EXCERPTED TEXT >>
Note that Python incorporates sophisticated error-checking functionality.  The method we use here is appropriate for informal data analysis, but not for production code.

In [None]:
def improved_clarity_count(s, clarity=0):
    
    """
    Return the number of instances of the indicated diamond clarity in the given string.
    
    Parameters
    ----------
    s: str
    A string containing the description of some diamonds.
    
    clarity: int
    An integer between 0 and 4 (inclusive).  Default value is 0.
    0 indicates 'IF', 1 is 'VVS1', 2 is 'VVS2', 3 is 'VS1', and 4 is 'VS2'
    
    Returns
    -------
    clar_count: int
    Number of instances of diamond clarity.
    """
    
    if type(clarity)!= int:
        print("Warning: clarity must be an integer.")
        return
    
    if clarity<0 or clarity>4:
        print("Warning: clarity must be between 0 and 4, inclusive")

AIM >> Resume the Python notebook excerpt about counting diamond clarity, picking up right after its final line.

Part of a data file:
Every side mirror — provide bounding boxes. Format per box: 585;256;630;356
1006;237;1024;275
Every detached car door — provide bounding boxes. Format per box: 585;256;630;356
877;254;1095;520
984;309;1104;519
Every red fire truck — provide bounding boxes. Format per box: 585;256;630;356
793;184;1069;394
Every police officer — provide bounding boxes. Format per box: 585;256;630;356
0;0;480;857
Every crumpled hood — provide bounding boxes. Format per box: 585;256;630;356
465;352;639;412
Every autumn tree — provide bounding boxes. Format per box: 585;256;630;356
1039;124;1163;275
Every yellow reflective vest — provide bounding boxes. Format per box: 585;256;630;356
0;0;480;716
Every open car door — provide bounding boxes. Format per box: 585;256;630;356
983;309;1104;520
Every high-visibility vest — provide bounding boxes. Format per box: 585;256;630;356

RESULT OF THE TASK >>
        return
    
    clar_string_list = ['IF', 'VVS1', 'VVS2', 'VS1', 'VS2']
    clar_count = s.count(clar_string_list[clarity])
    return clar_count

In [None]:
improved_clarity_count("IF IF IF")

In [None]:
improved_clarity_count("IF IF IF", 7)

In [None]:
improved_clarity_count("IF IF IF", "I like cats")

In [None]:
n = improved_clarity_count("IF IF IF", "I like cats")
print(n)

# Lambda Functions

Python allows us to create "lambda functions".  These are anonymous functions, where we don't store the function name.  Lambda functions can be useful if we want to apply a short function to all elements of a list or other data structure.

To demonstrate lambda functions, we need to create a list to work with.

In Python, it's easy to iterate over the lines of a file.  Doing so makes it easier to plan for working with large files.

In [None]:
# Make a list of the items in the diamonds.txt file
diamond_list = []
with open("diamonds.txt") as diamond_file:
    for line in diamond_file:
        diamond_list.append(line.split())

# display the first few lines of the resulting list
diamond_list[0:10]

In [None]:
# drop the "title" portion of the list
diamond_list.pop(0)
diamond_list[0:10]

In [None]:
# Use a list comprehension to create a list of the carats in each diamond.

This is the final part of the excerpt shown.